## START
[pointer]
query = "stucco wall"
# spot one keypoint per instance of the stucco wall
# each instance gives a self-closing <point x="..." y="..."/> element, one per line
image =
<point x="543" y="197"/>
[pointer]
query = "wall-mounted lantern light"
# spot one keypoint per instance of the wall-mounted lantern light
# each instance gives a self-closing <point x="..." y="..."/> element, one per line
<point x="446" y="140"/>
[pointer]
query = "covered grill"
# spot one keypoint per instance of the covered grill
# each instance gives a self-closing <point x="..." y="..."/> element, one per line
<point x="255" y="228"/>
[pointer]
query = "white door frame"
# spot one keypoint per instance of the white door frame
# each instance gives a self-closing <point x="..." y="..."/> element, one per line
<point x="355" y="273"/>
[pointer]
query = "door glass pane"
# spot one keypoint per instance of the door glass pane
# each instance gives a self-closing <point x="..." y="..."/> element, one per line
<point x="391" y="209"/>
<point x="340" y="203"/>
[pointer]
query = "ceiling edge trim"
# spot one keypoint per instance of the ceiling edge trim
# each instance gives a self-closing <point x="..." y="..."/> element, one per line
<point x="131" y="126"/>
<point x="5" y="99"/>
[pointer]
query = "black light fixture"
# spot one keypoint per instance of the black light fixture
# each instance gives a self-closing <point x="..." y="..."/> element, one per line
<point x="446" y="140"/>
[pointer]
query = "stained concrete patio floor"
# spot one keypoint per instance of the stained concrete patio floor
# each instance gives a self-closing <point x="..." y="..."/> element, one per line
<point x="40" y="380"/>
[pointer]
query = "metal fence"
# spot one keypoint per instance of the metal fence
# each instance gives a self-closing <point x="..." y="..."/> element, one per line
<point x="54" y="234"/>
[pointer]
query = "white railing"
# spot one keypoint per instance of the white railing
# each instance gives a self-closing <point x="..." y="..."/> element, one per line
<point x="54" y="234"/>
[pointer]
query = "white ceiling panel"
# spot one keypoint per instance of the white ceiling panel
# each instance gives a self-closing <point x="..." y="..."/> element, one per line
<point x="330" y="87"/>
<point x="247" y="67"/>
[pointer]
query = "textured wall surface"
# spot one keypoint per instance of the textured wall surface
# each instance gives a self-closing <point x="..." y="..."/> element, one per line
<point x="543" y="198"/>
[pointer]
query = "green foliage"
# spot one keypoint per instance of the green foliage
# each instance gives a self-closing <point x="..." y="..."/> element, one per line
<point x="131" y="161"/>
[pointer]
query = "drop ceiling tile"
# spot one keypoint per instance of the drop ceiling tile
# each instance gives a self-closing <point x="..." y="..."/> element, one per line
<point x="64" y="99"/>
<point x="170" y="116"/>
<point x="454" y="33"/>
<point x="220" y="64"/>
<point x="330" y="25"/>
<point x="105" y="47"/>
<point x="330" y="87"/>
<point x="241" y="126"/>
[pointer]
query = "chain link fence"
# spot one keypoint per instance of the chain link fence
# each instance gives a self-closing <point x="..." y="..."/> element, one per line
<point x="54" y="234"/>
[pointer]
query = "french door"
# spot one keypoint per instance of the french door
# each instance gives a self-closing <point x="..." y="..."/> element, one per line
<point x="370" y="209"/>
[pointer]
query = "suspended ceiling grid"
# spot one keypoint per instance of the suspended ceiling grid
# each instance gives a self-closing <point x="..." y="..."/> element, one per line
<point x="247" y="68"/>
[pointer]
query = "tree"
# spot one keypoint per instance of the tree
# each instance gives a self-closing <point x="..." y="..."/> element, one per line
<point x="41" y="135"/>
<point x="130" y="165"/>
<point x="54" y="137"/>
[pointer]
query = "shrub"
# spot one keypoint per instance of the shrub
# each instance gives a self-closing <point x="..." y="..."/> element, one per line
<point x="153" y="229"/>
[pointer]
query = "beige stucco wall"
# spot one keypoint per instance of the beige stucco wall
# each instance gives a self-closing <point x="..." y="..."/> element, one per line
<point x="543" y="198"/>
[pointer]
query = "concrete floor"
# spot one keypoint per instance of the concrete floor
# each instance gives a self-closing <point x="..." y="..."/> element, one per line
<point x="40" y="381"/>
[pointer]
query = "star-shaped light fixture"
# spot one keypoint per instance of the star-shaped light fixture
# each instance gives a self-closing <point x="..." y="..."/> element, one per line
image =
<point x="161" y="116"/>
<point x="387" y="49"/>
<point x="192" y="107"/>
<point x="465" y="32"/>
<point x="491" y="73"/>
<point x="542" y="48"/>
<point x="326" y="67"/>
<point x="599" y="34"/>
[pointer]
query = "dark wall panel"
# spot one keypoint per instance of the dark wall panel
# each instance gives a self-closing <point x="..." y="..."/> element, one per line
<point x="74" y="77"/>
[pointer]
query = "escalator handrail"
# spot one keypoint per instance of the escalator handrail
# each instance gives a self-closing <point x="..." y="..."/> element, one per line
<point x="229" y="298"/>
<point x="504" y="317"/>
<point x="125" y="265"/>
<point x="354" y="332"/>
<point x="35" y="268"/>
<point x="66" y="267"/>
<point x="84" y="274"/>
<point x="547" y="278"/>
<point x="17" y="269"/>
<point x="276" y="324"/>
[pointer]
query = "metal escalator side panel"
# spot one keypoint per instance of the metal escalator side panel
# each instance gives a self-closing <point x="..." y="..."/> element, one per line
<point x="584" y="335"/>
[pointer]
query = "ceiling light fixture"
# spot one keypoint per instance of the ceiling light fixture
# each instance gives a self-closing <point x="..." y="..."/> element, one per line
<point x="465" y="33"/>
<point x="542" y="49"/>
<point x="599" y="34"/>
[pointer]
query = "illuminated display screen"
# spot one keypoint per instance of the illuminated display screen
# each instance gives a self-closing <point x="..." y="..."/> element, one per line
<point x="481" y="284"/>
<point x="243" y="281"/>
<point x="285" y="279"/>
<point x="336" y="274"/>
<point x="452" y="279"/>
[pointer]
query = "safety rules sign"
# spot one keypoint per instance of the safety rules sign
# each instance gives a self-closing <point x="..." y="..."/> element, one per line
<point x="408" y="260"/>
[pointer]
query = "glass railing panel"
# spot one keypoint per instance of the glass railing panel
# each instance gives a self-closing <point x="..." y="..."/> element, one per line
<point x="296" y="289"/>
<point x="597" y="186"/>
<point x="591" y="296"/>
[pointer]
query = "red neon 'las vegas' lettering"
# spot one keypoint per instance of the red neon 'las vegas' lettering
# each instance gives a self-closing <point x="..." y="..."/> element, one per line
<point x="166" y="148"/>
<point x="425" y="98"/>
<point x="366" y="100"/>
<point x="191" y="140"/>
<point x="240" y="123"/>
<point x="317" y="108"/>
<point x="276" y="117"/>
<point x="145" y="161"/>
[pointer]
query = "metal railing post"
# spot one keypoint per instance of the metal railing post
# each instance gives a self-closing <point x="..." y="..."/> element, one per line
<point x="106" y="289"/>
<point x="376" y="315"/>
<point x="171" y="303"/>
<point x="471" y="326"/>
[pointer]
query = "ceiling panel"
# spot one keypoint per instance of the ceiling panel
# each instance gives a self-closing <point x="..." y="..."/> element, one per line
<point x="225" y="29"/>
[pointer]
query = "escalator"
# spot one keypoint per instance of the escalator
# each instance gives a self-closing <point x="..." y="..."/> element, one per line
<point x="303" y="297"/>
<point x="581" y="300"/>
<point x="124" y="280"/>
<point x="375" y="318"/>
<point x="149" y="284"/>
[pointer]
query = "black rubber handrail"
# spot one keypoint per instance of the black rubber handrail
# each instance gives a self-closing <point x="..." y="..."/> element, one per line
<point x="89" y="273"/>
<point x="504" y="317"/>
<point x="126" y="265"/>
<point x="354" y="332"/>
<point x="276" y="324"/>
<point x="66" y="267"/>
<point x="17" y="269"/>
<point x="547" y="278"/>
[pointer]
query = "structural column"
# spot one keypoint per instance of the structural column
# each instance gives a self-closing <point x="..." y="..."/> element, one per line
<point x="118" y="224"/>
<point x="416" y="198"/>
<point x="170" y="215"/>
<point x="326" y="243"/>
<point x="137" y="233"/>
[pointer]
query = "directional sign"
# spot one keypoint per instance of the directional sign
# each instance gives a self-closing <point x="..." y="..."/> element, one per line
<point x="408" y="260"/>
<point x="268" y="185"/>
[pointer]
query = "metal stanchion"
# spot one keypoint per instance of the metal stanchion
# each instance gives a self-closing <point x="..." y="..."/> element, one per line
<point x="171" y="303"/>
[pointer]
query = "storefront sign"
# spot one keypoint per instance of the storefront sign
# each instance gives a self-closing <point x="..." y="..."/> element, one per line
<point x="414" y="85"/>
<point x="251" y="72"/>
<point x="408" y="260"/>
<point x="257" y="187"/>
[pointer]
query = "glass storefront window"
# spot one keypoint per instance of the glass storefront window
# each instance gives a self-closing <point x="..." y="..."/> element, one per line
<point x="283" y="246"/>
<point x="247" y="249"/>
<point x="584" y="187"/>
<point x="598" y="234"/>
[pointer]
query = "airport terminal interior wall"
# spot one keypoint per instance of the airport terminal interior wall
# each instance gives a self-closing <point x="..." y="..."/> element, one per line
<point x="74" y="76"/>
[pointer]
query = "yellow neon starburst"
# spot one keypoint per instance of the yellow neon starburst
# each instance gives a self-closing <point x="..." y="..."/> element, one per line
## END
**EXERCISE DIRECTIONS:** Gather every line of the listing above that contains the word "black".

**EXERCISE OUTPUT:**
query = "black light fixture"
# spot one keypoint per instance of the black light fixture
query = "black rubber handrail"
# spot one keypoint per instance of the black rubber handrail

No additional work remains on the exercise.